■ **WHAT THE EXERCISE ASKS**: Rewrite the material below with "sculpture" changed to "statue" wherever it appears, keeping every other character as it is. Leave the pictures out of your answer.

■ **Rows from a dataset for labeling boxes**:
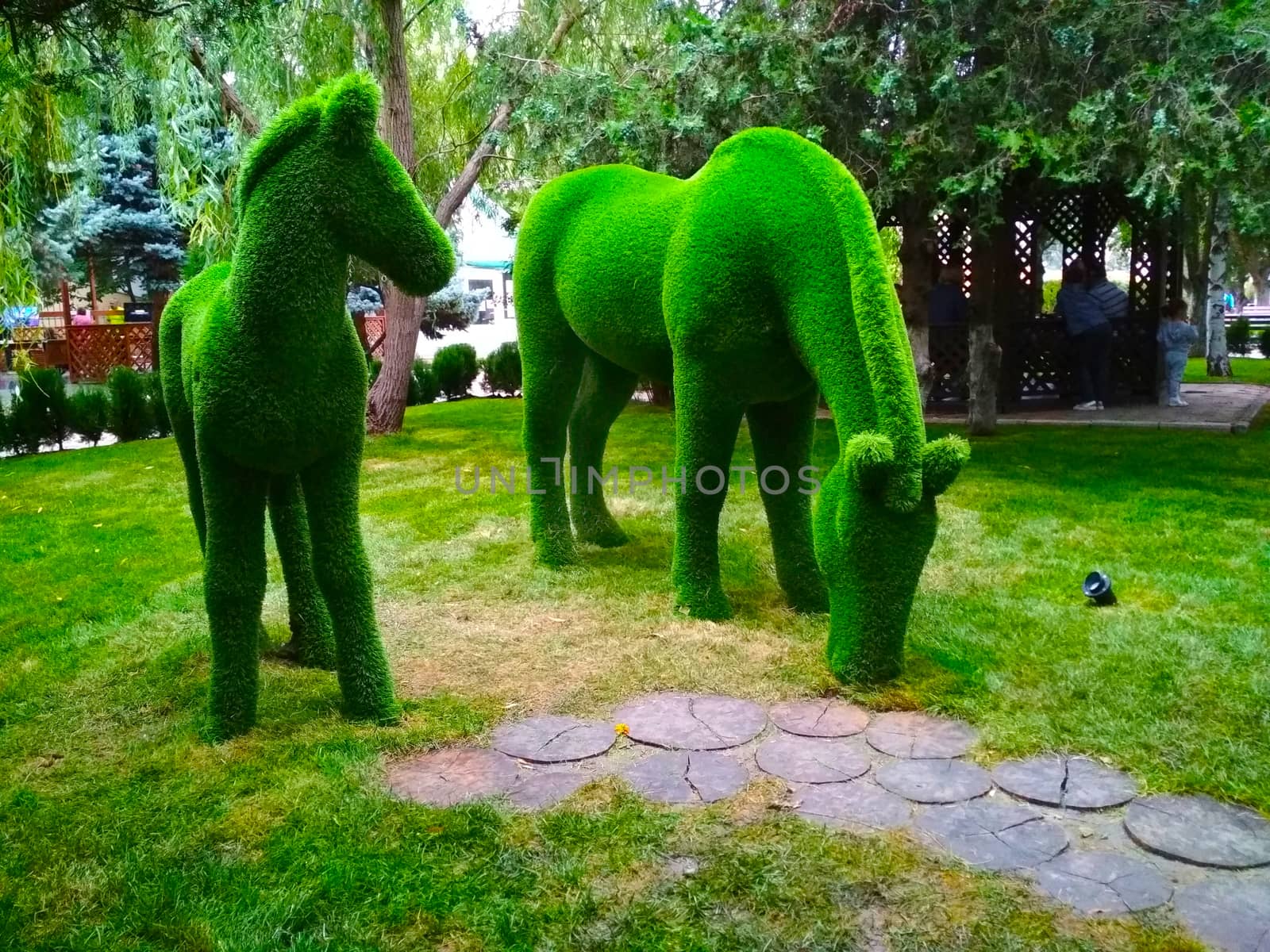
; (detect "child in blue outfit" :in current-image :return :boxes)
[1156,297,1199,406]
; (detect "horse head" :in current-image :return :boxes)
[814,432,970,683]
[237,72,455,296]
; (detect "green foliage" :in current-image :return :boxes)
[410,360,441,405]
[144,373,171,436]
[160,74,453,739]
[432,344,478,400]
[71,388,110,446]
[516,129,965,681]
[480,340,521,396]
[1040,281,1063,313]
[1226,317,1253,357]
[106,368,152,443]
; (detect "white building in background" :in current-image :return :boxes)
[415,189,516,360]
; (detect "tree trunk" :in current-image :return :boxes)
[899,212,935,406]
[366,6,582,433]
[1208,197,1232,377]
[366,0,425,433]
[967,321,1001,436]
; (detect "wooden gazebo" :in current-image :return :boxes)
[879,182,1183,413]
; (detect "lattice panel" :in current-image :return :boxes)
[66,324,155,382]
[929,325,970,400]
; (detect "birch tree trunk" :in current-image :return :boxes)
[899,207,935,408]
[1208,199,1230,377]
[366,0,583,433]
[366,0,427,433]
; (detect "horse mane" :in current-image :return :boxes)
[233,93,326,214]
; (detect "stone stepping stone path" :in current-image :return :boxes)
[1124,793,1270,869]
[771,698,868,738]
[917,800,1067,872]
[622,750,749,804]
[614,693,767,750]
[878,760,992,804]
[389,747,517,806]
[992,755,1138,810]
[508,770,595,810]
[1173,880,1270,952]
[493,715,618,764]
[754,734,872,783]
[386,692,1270,952]
[791,781,913,833]
[1037,849,1173,916]
[865,711,979,760]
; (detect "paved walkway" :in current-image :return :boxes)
[926,383,1270,433]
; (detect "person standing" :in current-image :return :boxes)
[1054,260,1111,410]
[1156,297,1199,406]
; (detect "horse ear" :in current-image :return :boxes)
[922,436,970,497]
[322,72,379,146]
[842,430,895,491]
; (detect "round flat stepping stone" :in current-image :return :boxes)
[1124,793,1270,869]
[865,711,979,760]
[992,755,1138,810]
[878,760,992,804]
[794,781,913,831]
[622,750,749,804]
[1173,880,1270,952]
[508,770,595,810]
[614,694,767,750]
[1037,849,1173,916]
[389,747,516,806]
[756,734,868,783]
[917,800,1067,872]
[494,715,618,764]
[771,698,868,738]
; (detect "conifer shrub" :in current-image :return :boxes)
[481,340,521,396]
[106,367,154,443]
[432,344,478,400]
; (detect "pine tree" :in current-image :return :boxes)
[40,125,186,298]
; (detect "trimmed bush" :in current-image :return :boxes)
[71,387,110,446]
[144,373,171,436]
[410,360,441,405]
[1226,317,1253,355]
[432,344,476,400]
[481,340,521,396]
[106,367,154,443]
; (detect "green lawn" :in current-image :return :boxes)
[0,398,1270,952]
[1183,357,1270,385]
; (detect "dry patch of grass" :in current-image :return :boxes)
[379,597,829,715]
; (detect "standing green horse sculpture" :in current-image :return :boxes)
[160,74,455,738]
[516,129,969,681]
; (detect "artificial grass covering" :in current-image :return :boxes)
[0,400,1270,952]
[160,74,455,739]
[516,129,968,681]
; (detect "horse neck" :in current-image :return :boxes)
[233,203,348,347]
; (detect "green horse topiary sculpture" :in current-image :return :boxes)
[160,74,455,738]
[516,129,969,681]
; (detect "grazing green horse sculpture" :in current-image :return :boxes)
[160,74,455,738]
[516,129,969,681]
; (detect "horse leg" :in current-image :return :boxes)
[301,442,400,724]
[663,355,745,618]
[198,446,268,740]
[569,354,637,547]
[269,476,335,670]
[517,298,586,566]
[745,387,829,612]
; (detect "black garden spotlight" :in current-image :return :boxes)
[1081,571,1115,605]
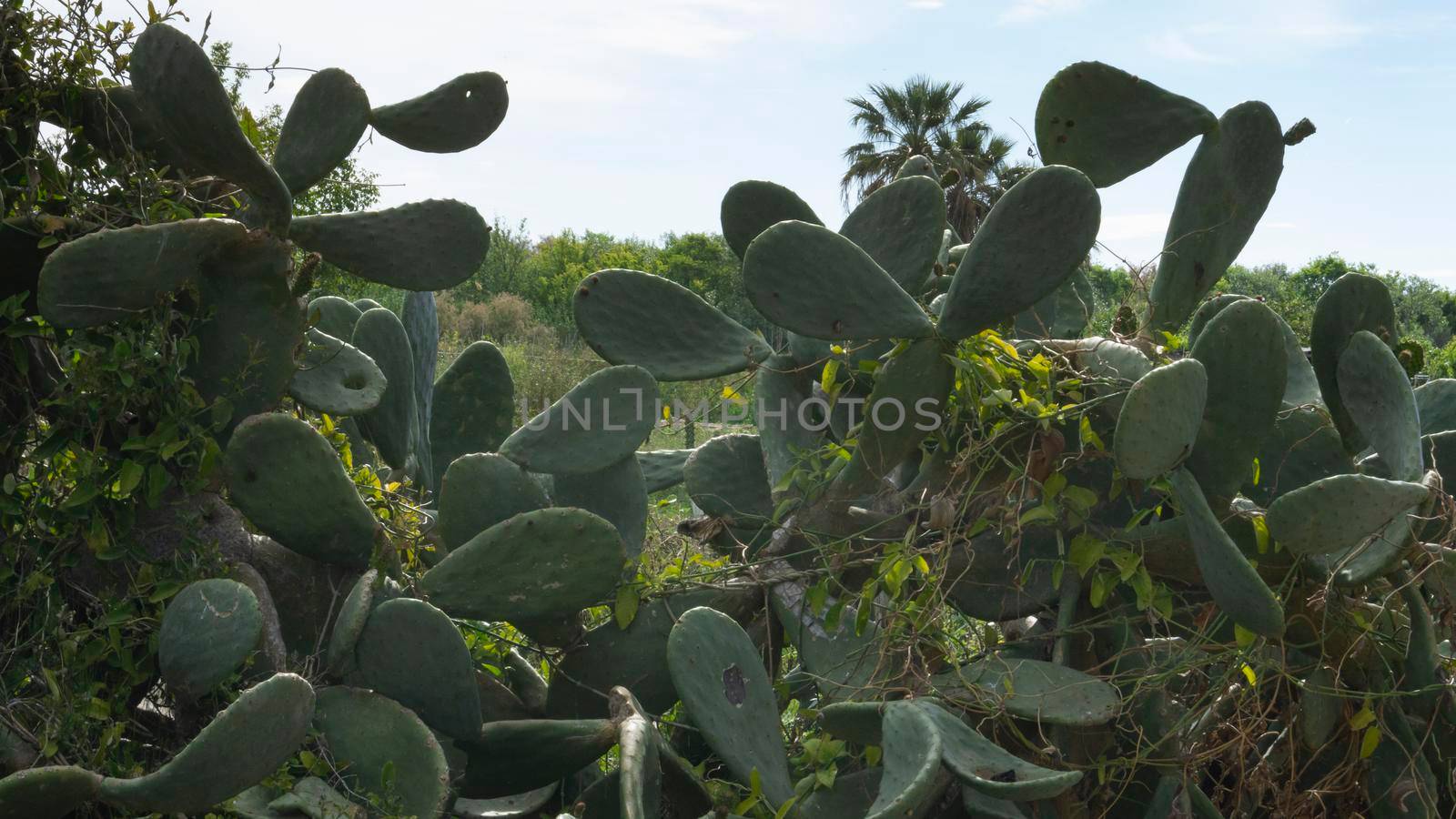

■ **FINISHED TASK**:
; (detect "child in blue outfit" :in current-image :return :boxes)
[1156,297,1199,406]
; (detect "horse head" :in current-image :return :boxes)
[814,432,970,683]
[237,72,455,296]
; (detect "green foliage" :in current-image :return :boxes)
[410,360,441,405]
[144,373,171,436]
[160,74,453,739]
[432,344,478,400]
[71,388,110,446]
[516,129,965,681]
[480,340,521,396]
[1040,281,1063,313]
[1226,317,1253,357]
[106,368,152,443]
; (detect "white building in background" :in current-image :return :boxes)
[415,189,516,360]
; (detect "tree trunk" :in current-image :return :boxes)
[899,212,935,406]
[366,6,582,433]
[1208,197,1232,377]
[366,0,425,433]
[967,321,1001,436]
; (detect "wooden gazebo" :in current-image :return :boxes)
[879,182,1183,413]
; (detect "lattice panel" :in current-image :return :boxes)
[66,324,155,382]
[929,325,970,400]
; (detect "birch tree trunk" :in current-image :return :boxes)
[899,207,935,408]
[1208,199,1230,377]
[366,0,583,433]
[366,0,427,433]
; (detect "horse mane" :in current-image :return :boxes)
[233,93,326,214]
; (detect "stone stepping stone path" :in current-image :return :boxes)
[1124,793,1270,869]
[771,698,868,738]
[917,800,1067,872]
[622,750,749,804]
[614,693,767,750]
[878,760,992,804]
[389,747,517,806]
[992,755,1138,810]
[508,770,595,810]
[1173,880,1270,952]
[493,715,618,764]
[754,734,872,783]
[386,692,1270,952]
[791,781,913,833]
[1037,849,1173,916]
[865,711,979,760]
; (detect "paved walkway" :in current-image :return :boxes)
[926,383,1270,433]
; (detect "person standing" :in current-image :return :boxes)
[1054,260,1111,410]
[1156,297,1199,406]
; (detect "horse ear" :in current-image :return :boxes)
[922,436,970,497]
[322,72,379,146]
[842,430,895,491]
; (detect "round flat stepping stone" :in current-image :return :boxes)
[1124,793,1270,869]
[865,711,979,760]
[992,755,1138,810]
[878,760,992,804]
[794,781,913,831]
[622,750,749,804]
[1173,880,1270,952]
[508,770,595,810]
[614,694,767,750]
[1037,849,1173,916]
[389,747,516,806]
[756,734,868,783]
[917,800,1067,872]
[494,715,618,764]
[771,698,868,738]
; (detect "conifer shrub" :in current-image :return :boxes)
[481,340,521,396]
[106,367,154,443]
[432,344,478,400]
; (detect "pine tree" :in current-image :return :boxes)
[40,125,186,298]
; (detect "trimmed bush" :in current-image :return :boxes)
[71,387,110,446]
[144,373,171,436]
[410,360,441,405]
[1226,317,1253,355]
[432,344,476,400]
[481,340,521,396]
[106,367,154,443]
; (detect "green lawn" :in current-image :return :boxes)
[0,398,1270,952]
[1183,357,1270,385]
; (detect "dry patch of grass" :in current-image :return :boxes)
[379,597,829,715]
; (detect "standing green horse statue" :in current-image :return :boxes)
[160,74,455,738]
[516,129,969,681]
; (detect "artificial grass covering" :in current-image :return :boxes)
[0,400,1270,952]
[160,74,455,739]
[516,129,968,681]
; (detect "horse neck" :in current-image :return :boxes)
[233,203,348,347]
; (detect "green horse topiary statue" :in current-image :return :boxes)
[160,74,455,738]
[516,129,969,681]
; (detect "grazing green horse statue" :in current-image :return :boxes)
[160,74,455,738]
[516,129,969,681]
; (detect "horse leg" :in current-image :return :boxes)
[301,442,400,724]
[663,355,745,618]
[198,446,268,740]
[569,354,637,547]
[269,476,335,670]
[517,298,586,566]
[745,387,829,612]
; (detect "black garden spotlight" :in current-image :return :boxes)
[1081,571,1115,605]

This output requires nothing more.